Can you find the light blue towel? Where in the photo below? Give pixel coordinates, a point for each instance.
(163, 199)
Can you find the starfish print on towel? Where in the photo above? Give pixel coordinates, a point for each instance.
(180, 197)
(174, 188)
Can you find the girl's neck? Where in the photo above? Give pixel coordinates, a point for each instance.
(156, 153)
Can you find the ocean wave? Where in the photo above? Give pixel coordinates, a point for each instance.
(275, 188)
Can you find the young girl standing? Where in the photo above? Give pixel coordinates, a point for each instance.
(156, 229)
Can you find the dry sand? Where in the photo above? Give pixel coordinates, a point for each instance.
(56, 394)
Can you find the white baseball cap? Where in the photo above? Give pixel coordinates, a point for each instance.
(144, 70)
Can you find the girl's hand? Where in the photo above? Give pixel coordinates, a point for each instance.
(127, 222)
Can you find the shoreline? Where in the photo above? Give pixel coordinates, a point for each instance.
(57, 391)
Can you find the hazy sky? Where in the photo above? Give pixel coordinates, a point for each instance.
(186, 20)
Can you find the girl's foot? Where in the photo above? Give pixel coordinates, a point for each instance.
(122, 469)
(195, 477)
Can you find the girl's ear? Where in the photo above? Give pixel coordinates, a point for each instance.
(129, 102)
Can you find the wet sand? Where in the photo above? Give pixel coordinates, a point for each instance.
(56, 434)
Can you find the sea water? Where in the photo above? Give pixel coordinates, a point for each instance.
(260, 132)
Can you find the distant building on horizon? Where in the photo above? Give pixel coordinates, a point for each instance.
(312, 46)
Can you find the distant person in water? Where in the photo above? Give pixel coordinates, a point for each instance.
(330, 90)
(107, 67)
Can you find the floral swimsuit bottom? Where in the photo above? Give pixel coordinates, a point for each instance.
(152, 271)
----------
**EXERCISE GOAL:**
Can you reproduce the data from the line containing "Can you find the distant building" through the end of the data, requests included, with every pixel coordinate in the answers multiplied by 0.35 and rounded to a whole number, halves rounded up, and nothing else?

**RESULT OF THE TASK:**
Can you find the distant building on horizon? Where in the photo above? Give pixel coordinates, a point for each instance.
(109, 16)
Can you find the distant person in water? Where in the photo above? Give pixel coordinates, a point for each instance.
(116, 32)
(37, 23)
Can you find the floral swimsuit bottom? Where in the photo above? Give pixel coordinates, a point for each instance.
(53, 95)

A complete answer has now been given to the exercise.